- [Work to do]:
Rewrite the lines below with "dark brown seed" changed to "pale tan seed" and everything else unchanged. Leave the pictures out.

---

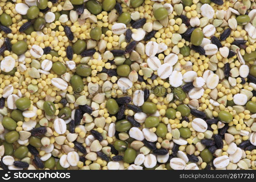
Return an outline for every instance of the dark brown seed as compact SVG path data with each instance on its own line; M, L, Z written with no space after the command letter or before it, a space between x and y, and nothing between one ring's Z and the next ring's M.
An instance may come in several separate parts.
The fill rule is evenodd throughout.
M73 33L71 31L70 28L67 26L64 26L64 32L67 36L68 37L68 40L72 41L74 39L74 36L73 35Z
M145 146L149 148L150 149L155 150L157 149L157 146L155 145L155 143L154 143L149 142L146 139L143 140L142 142L145 145Z
M211 43L212 44L216 45L216 46L217 46L217 47L218 48L218 49L219 49L221 47L222 47L222 45L221 45L221 41L219 41L219 39L217 38L215 36L211 36Z
M194 88L193 82L190 82L182 86L182 90L184 92L188 92Z
M205 55L205 51L204 48L201 46L192 45L191 46L191 49L198 52L200 55Z
M230 33L231 33L231 30L230 28L228 28L221 34L221 35L219 36L219 40L222 41L225 40L230 35Z
M115 155L117 155L118 154L118 151L117 151L116 149L115 149L115 147L113 146L113 145L111 144L108 144L108 146L109 147L110 147L110 148L111 148L111 150L110 151L111 152L111 153L112 153L112 154L114 154Z
M32 146L31 145L29 144L27 147L27 149L29 149L29 152L31 153L32 154L36 155L39 154L38 151L37 150L37 149L34 146Z
M117 12L118 14L119 15L122 14L122 12L123 12L123 8L122 8L122 7L121 6L121 5L120 4L120 3L116 3L116 5L115 5L115 9L116 10L116 11Z
M132 110L133 111L135 112L142 112L142 110L138 106L136 106L134 105L132 105L131 104L128 104L126 106L127 107L131 110Z
M23 32L32 25L32 23L31 21L27 21L24 23L21 27L19 28L19 31L20 32Z
M236 52L232 50L230 50L229 51L229 55L227 56L227 58L230 58L233 57L235 55L236 55Z
M182 23L186 25L186 26L188 27L190 25L189 20L185 15L184 15L182 14L181 15L180 18L181 18L181 20L182 20Z
M196 117L201 119L204 119L206 117L206 115L204 112L196 109L192 109L190 113Z
M247 42L247 41L245 40L235 40L233 42L232 42L231 44L233 45L236 45L238 46L240 46L241 44L244 44Z
M3 162L3 160L0 161L0 166L4 170L8 170L8 167Z
M224 75L226 76L229 76L230 72L230 64L227 63L224 66Z
M8 38L6 37L4 39L4 43L6 47L6 50L10 51L12 50L12 44L10 42L10 40Z
M214 135L213 139L218 149L222 149L223 148L223 141L219 135L218 134Z
M76 8L76 11L77 13L79 15L80 15L83 14L83 12L84 11L84 5L83 4L82 4L80 5L79 5Z
M125 54L125 51L123 50L112 50L110 52L114 56L123 56Z
M222 135L225 134L229 127L228 125L225 125L221 129L221 131L219 131L219 134Z
M125 96L118 98L116 101L118 104L128 104L132 101L132 98L128 96Z
M123 158L122 155L117 155L113 157L111 159L113 161L120 161L123 160Z
M33 159L33 162L35 165L39 169L42 169L44 168L45 165L42 161L37 155L35 155L34 158Z
M30 131L32 136L40 136L45 134L47 131L45 127L39 127L33 129Z
M155 149L153 151L153 154L155 155L166 155L169 153L167 149Z
M174 156L176 155L177 154L178 151L179 151L179 147L180 147L180 145L178 145L177 143L174 143L173 145L173 147L172 150L172 154Z
M4 107L4 98L1 97L0 99L0 109L3 108Z
M126 48L125 48L125 54L127 54L131 52L134 49L136 44L137 42L135 40L133 40L128 44L126 47Z
M252 150L256 149L256 146L255 146L253 145L251 145L246 147L245 149L245 150L249 150L249 151L251 151Z
M1 55L6 50L6 47L5 45L3 45L2 46L2 47L0 47L0 55Z
M142 18L137 20L134 22L132 25L132 27L133 28L139 28L141 27L144 24L146 23L146 19L145 18Z
M125 34L125 40L126 42L130 42L132 38L132 31L131 29L127 29Z
M88 113L89 114L91 114L93 112L93 108L86 104L85 105L79 105L79 108L83 112Z
M81 122L81 119L83 118L83 114L80 109L76 109L75 111L75 116L74 116L74 120L75 124L76 125L79 124Z
M95 138L100 142L103 140L103 136L99 132L96 130L91 130L91 133L95 137Z
M211 1L218 5L222 5L224 3L222 0L211 0Z
M119 110L117 113L117 119L121 119L125 116L124 111L125 110L125 106L122 105L119 107Z
M80 143L77 142L75 142L74 143L74 145L75 145L75 147L76 147L76 149L78 150L79 152L84 154L87 154L85 148L83 146L81 143Z
M157 31L155 30L153 30L148 33L144 37L144 41L147 41L150 40L152 37L154 37L155 36L155 34L157 33Z
M241 148L242 149L244 149L248 146L250 146L251 145L251 142L249 140L246 140L242 142L238 146L239 148Z
M127 116L127 119L128 121L135 127L140 127L140 124L139 122L136 121L133 116Z
M199 161L199 159L194 154L187 155L187 156L188 157L188 161L190 162L197 162Z
M63 98L63 99L61 99L61 100L60 100L60 102L62 104L63 106L65 106L68 103L68 101L65 98Z
M16 161L13 163L13 165L15 167L19 168L27 168L29 166L29 165L25 162Z
M218 148L215 145L212 145L208 148L208 150L211 153L214 153L217 149L218 149Z
M71 133L75 133L75 129L76 128L76 124L75 123L75 120L74 119L72 119L69 123L69 127L68 128L68 131Z
M187 31L186 31L184 33L184 35L186 37L191 37L192 32L195 29L196 27L191 27L188 29L187 30Z
M96 50L94 49L85 50L83 51L81 54L82 57L90 56L93 55L96 52Z
M72 47L70 46L67 47L66 48L66 52L67 52L67 57L69 60L72 60L73 59L73 49Z
M146 88L143 90L143 91L144 92L144 101L146 102L149 97L150 92L148 89Z
M208 124L212 124L217 123L219 121L219 120L217 119L206 119L205 121Z
M0 25L0 29L5 33L10 33L12 32L12 30L11 28L3 25Z
M101 158L102 159L106 161L107 162L108 162L109 161L109 158L108 157L108 156L107 156L105 154L103 153L102 152L96 152L96 154L97 154L97 155L98 155L98 156L99 156L99 157Z
M247 76L247 78L250 82L256 84L256 78L254 76L249 74Z
M207 147L210 147L215 145L215 142L211 139L203 139L201 140L201 143Z
M44 54L47 54L50 53L50 51L52 50L52 48L50 47L47 47L43 49L44 50Z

---

- [Output for this task]:
Return an outline for every instance of the pale tan seed as compact SVG path data with each instance on its own line; M, L, Z written with no space after the command letter or before it, a space between x and y, and nothing between one ring's Z and the next ring's M.
An instance may come in several separate parts.
The fill rule is evenodd throughout.
M73 33L71 31L70 28L67 26L64 26L64 32L67 36L68 37L68 40L72 41L74 39L74 36L73 35Z
M145 146L149 148L150 149L155 150L157 149L157 146L155 145L155 143L154 143L149 142L146 139L143 140L142 142L145 145Z
M211 43L212 44L216 45L216 46L217 46L217 47L218 48L218 49L219 49L221 47L222 47L222 45L221 45L221 41L219 41L219 39L217 38L215 36L211 36Z
M194 88L193 82L190 82L182 86L182 90L184 92L188 92Z
M205 55L205 51L204 48L201 46L192 45L191 46L191 49L198 52L200 55Z
M230 33L231 33L231 30L230 28L228 28L221 34L221 35L219 36L219 40L222 41L225 40L230 35Z
M115 155L117 155L118 154L118 151L117 151L116 149L115 149L115 147L113 146L113 145L111 144L108 144L108 146L109 147L110 147L110 148L111 148L111 150L110 151L111 152L111 153L112 153L112 154L114 154Z
M32 146L31 145L29 144L27 147L27 149L29 149L29 152L31 153L32 154L36 155L39 154L38 151L37 150L37 149L34 146Z
M117 12L118 14L119 15L122 14L122 12L123 12L123 8L122 8L122 7L121 6L121 5L120 4L120 3L116 3L116 5L115 5L115 9L116 10L116 11Z
M132 110L133 111L135 112L142 112L142 110L138 106L136 106L134 105L132 105L131 104L128 104L126 106L127 107L131 110Z
M23 32L32 25L32 23L31 21L27 21L24 23L21 27L19 28L19 31L20 32Z
M236 52L232 50L230 50L229 51L229 55L227 56L227 58L230 58L233 57L235 55L236 55Z
M182 23L186 25L186 26L188 27L190 25L189 20L185 15L184 15L182 14L181 15L180 18L181 18L181 20L182 20Z
M196 117L201 119L204 119L206 117L206 115L204 112L196 109L192 109L190 113Z
M247 42L247 41L245 40L235 40L233 42L232 42L231 44L233 45L236 45L238 46L240 46L241 44L244 44Z
M3 162L3 160L0 161L0 166L4 170L8 170L8 167Z
M224 75L226 76L229 76L230 72L230 64L227 63L224 66Z
M8 38L6 37L4 39L4 43L6 47L6 50L10 51L12 50L12 44L10 42L10 40Z
M214 135L213 139L218 149L222 149L223 148L223 141L219 135L218 134Z
M76 8L76 11L77 13L79 15L80 15L83 14L83 12L84 11L84 5L83 4L82 4L80 5L79 5Z
M125 54L125 51L123 50L112 50L110 52L114 56L123 56Z
M222 135L225 134L229 127L228 125L225 125L221 129L221 131L219 131L219 134Z
M125 96L118 98L116 101L118 104L128 104L132 101L132 98L128 96Z
M123 158L122 155L117 155L113 157L111 159L113 161L120 161L123 160Z
M33 159L33 162L35 165L39 169L42 169L44 168L45 165L42 161L37 155L35 155L34 158Z
M30 131L32 136L40 136L45 134L47 131L45 127L39 127L33 129Z
M155 149L153 151L153 154L155 155L166 155L169 153L167 149Z
M174 156L176 155L177 154L178 151L179 151L179 147L180 147L180 145L178 145L177 143L174 143L173 145L173 147L172 150L172 154Z
M4 107L4 98L1 97L0 99L0 109L3 108Z
M126 48L125 48L125 54L127 54L131 52L134 49L136 44L137 42L135 40L133 40L128 44L126 47Z
M252 150L256 149L256 146L255 146L253 145L251 145L246 147L245 149L245 150L249 150L249 151L251 151Z
M1 55L6 50L6 47L5 45L3 45L2 46L2 47L0 47L0 55Z
M142 18L137 20L134 22L132 25L132 27L133 28L139 28L141 27L144 24L146 23L146 19L145 18Z
M125 34L125 40L126 42L130 42L132 38L132 31L131 29L127 29Z
M88 113L89 114L91 114L93 112L93 108L86 104L85 105L79 105L79 108L83 112Z
M81 122L81 119L83 118L83 114L80 109L76 109L75 111L75 116L74 116L74 120L75 124L76 125L79 124Z
M95 138L100 142L103 140L103 136L99 132L96 130L91 130L91 133L95 137Z
M211 1L218 5L222 5L224 3L222 0L211 0Z
M119 110L117 113L117 119L121 119L125 116L124 111L125 110L125 106L122 105L119 107Z
M80 143L77 142L75 142L74 143L74 145L75 145L75 147L76 147L76 149L78 150L79 152L84 154L87 154L85 148L83 146L81 143Z
M157 31L155 30L153 30L148 33L144 37L144 41L147 41L150 40L152 37L154 37L155 36L155 34L157 33Z
M241 148L242 149L244 149L248 146L250 146L251 145L251 142L249 140L246 140L242 142L238 146L239 148Z
M127 116L127 119L128 121L135 127L140 127L140 124L139 122L136 121L133 116Z
M199 161L199 159L194 154L187 155L187 156L188 157L188 161L190 162L197 162Z
M63 98L63 99L61 99L61 100L60 100L60 102L62 104L63 106L65 106L68 103L68 101L65 98Z
M16 161L13 163L13 165L15 167L19 168L27 168L29 166L29 165L25 162Z
M218 148L215 145L212 145L208 148L208 150L211 153L214 153L217 149L218 149Z
M71 133L75 133L75 129L76 128L76 124L75 123L75 120L74 119L72 119L69 123L69 127L68 128L68 131Z
M187 31L186 31L184 33L184 35L186 37L191 37L192 32L195 29L196 27L191 27L188 29L187 30Z
M96 50L94 49L85 50L83 51L81 54L82 57L90 56L93 55L96 52Z
M72 47L70 46L67 47L66 48L66 52L67 52L67 57L69 60L72 60L73 59L73 49Z
M146 88L143 90L143 91L144 92L144 101L146 102L149 97L150 92L148 89Z
M208 124L212 124L217 123L219 121L219 120L217 119L206 119L205 121Z
M0 25L0 29L5 33L10 33L12 32L12 30L11 28L3 25Z
M101 158L102 159L106 161L107 162L108 162L109 161L109 158L108 157L108 156L107 156L105 154L103 153L102 152L96 152L96 154L97 154L97 155L98 155L98 156L99 156L99 157Z
M247 76L247 78L250 82L256 84L256 78L254 76L249 74Z
M207 147L210 147L215 145L215 142L211 139L203 139L201 140L201 143Z
M44 54L47 54L50 53L50 51L52 50L52 48L50 47L47 47L43 49L44 50Z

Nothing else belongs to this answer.